Edit the lines from the first one through the line containing "[89,114,265,299]", changing every "alpaca" to "llama" and keeping everything else the same. Return only those lines.

Excerpts of bounding box data:
>> Start

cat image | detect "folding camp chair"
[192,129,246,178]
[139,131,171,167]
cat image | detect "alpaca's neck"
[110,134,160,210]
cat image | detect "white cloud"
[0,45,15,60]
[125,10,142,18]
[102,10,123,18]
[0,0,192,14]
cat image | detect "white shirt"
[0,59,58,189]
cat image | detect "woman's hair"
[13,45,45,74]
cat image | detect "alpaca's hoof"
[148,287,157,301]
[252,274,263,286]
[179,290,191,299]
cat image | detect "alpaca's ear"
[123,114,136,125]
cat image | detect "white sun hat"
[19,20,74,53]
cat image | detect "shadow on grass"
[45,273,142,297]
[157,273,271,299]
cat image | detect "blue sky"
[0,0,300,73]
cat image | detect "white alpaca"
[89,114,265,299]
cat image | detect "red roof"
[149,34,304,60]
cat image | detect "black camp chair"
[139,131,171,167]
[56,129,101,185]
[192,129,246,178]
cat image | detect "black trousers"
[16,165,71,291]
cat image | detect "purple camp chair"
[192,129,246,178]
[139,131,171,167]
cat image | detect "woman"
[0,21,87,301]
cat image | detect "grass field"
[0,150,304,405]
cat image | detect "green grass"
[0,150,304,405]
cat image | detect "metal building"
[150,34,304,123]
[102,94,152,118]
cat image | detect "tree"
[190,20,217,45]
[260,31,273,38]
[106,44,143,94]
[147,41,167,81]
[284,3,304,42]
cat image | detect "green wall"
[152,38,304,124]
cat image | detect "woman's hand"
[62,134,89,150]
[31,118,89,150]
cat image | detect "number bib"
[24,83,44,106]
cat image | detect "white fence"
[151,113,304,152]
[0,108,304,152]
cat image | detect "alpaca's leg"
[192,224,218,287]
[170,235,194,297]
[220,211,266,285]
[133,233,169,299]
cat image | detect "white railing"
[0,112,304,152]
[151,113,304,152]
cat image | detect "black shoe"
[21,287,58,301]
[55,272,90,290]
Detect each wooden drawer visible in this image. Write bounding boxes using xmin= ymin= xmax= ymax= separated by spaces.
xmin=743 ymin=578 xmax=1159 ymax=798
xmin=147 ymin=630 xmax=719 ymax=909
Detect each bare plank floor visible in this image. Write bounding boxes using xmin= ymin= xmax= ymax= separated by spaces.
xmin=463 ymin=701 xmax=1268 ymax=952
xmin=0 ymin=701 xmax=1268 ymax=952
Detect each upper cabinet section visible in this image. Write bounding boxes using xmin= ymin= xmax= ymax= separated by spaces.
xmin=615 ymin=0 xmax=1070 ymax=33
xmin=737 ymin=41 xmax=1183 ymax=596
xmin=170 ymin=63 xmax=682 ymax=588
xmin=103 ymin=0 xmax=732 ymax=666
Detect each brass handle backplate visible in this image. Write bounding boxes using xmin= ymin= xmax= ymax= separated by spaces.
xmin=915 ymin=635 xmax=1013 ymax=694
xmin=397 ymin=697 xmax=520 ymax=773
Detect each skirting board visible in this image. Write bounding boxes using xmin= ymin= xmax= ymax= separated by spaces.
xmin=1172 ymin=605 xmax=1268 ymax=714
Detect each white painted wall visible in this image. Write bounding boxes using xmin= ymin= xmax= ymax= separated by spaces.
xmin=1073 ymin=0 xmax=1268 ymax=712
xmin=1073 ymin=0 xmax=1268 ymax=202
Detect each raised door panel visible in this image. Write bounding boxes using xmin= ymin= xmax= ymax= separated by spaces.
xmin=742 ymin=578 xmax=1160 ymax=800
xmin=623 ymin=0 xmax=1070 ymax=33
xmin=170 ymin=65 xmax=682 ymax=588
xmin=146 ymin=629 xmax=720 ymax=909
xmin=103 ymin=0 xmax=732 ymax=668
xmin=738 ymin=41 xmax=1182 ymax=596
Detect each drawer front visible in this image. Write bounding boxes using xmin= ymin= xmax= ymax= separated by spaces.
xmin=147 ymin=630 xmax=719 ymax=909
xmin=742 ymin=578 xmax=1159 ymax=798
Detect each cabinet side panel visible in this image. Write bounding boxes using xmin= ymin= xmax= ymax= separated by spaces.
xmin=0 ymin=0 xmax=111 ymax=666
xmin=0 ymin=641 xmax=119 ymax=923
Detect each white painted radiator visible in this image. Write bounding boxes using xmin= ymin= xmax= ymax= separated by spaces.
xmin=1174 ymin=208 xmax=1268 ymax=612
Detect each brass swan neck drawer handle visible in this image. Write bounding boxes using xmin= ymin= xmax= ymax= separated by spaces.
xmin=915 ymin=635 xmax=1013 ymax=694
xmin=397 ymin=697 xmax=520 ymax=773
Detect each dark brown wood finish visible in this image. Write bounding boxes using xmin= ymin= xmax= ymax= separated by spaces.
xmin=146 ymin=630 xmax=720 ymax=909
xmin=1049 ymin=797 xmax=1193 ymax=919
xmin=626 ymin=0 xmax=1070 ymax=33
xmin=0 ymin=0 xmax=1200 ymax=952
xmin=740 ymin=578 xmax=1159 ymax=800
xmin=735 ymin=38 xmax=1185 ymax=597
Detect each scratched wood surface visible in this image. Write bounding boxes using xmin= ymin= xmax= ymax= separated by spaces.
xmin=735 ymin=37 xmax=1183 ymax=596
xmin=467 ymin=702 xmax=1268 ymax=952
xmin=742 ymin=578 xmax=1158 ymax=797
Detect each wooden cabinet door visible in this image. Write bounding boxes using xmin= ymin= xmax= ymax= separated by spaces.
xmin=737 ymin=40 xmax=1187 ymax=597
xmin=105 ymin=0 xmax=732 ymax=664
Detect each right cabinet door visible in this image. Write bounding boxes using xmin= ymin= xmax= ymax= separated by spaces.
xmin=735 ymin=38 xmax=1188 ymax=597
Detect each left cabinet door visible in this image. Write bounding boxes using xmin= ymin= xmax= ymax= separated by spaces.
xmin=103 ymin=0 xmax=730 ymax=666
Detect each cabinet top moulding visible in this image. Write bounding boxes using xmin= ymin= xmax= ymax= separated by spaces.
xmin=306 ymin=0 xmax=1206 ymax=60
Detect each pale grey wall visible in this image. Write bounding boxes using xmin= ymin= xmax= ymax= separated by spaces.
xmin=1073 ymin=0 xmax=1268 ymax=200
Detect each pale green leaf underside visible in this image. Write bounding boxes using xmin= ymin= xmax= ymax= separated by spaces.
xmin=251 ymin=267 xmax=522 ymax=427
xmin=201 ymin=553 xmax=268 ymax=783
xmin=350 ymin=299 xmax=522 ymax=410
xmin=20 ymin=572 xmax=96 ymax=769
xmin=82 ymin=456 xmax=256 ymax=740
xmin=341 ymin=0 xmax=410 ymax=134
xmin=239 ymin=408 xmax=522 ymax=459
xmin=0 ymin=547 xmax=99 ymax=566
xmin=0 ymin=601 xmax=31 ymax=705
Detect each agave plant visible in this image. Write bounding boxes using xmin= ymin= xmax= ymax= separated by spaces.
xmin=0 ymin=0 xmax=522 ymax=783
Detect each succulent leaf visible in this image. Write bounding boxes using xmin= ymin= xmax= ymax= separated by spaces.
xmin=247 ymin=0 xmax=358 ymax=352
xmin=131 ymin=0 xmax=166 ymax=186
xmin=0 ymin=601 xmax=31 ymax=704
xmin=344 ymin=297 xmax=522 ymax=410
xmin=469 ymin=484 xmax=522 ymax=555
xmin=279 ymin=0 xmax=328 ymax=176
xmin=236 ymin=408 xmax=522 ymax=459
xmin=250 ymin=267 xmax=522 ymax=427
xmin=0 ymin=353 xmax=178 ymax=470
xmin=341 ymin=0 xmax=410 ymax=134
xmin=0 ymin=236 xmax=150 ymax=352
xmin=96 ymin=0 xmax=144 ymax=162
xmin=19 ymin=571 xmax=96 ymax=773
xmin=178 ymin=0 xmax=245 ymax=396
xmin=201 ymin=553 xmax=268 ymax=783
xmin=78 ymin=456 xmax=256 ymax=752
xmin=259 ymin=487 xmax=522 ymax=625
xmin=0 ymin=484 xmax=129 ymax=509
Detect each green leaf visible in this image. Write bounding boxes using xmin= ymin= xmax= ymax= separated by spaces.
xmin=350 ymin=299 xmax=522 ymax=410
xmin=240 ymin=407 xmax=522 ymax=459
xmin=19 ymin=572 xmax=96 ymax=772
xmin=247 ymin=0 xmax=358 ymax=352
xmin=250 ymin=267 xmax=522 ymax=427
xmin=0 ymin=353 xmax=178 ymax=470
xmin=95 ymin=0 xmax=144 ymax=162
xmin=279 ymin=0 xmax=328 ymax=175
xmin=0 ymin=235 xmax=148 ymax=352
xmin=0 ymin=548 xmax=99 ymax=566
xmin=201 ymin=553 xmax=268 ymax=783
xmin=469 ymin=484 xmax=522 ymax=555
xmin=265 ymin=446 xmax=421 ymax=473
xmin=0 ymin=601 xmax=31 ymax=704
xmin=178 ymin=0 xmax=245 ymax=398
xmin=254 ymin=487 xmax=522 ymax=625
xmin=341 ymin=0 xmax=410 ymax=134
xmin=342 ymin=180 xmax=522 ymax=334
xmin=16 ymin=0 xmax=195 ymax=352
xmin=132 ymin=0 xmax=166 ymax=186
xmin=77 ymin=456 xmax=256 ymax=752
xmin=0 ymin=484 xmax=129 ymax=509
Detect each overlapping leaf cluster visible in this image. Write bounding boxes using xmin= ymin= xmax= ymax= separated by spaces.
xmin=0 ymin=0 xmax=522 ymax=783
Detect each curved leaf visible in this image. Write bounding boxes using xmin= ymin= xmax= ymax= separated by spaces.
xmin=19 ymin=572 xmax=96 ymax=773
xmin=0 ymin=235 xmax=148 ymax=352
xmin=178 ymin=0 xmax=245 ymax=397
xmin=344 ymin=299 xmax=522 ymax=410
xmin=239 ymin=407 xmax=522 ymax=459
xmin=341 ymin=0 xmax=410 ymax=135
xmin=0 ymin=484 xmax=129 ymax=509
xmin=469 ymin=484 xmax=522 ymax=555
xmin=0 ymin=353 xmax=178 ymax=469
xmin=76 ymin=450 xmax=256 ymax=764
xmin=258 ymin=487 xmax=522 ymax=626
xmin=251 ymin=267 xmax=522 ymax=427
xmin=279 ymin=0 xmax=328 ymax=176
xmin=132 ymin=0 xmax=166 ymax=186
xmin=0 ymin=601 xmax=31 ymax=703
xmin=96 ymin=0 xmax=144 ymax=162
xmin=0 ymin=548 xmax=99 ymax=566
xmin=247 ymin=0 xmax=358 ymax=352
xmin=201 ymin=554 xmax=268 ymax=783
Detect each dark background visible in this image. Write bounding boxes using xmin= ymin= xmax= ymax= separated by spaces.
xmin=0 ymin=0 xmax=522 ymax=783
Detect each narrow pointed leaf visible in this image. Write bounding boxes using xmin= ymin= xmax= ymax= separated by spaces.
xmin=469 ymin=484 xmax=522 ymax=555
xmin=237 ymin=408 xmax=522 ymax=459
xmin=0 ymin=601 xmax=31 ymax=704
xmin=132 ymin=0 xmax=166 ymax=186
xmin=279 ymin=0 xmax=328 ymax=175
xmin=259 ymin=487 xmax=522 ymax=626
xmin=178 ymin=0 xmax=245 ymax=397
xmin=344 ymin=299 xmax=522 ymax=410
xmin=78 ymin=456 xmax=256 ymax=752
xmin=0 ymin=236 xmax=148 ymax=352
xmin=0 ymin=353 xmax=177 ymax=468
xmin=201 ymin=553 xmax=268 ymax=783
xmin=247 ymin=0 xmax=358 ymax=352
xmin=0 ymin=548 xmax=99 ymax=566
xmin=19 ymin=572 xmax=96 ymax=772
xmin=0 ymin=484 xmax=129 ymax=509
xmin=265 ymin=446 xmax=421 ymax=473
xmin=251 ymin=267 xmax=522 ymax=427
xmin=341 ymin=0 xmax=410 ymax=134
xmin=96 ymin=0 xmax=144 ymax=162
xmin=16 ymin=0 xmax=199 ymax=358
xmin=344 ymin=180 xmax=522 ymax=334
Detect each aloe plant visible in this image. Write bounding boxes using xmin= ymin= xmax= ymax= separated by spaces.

>> End

# Complete output:
cat image | detect "folding camp chair"
[192,129,246,178]
[139,131,171,167]
cat image | detect "llama's neck"
[110,134,160,210]
cat image | detect "white cloud"
[0,45,15,60]
[125,10,142,18]
[102,10,123,18]
[0,0,192,14]
cat image | detect "white shirt"
[0,59,58,189]
cat image | detect "woman's hair"
[13,45,45,74]
cat image | detect "llama's hoof"
[148,287,157,301]
[252,274,263,286]
[179,290,191,299]
cat image | detect "llama's ear"
[123,114,136,125]
cat image | detect "white sun hat"
[19,20,74,53]
cat image | detect "shadow on grass"
[45,273,142,297]
[157,273,271,299]
cat image | detect "blue sky"
[0,0,300,73]
cat image | detect "white llama"
[89,114,265,299]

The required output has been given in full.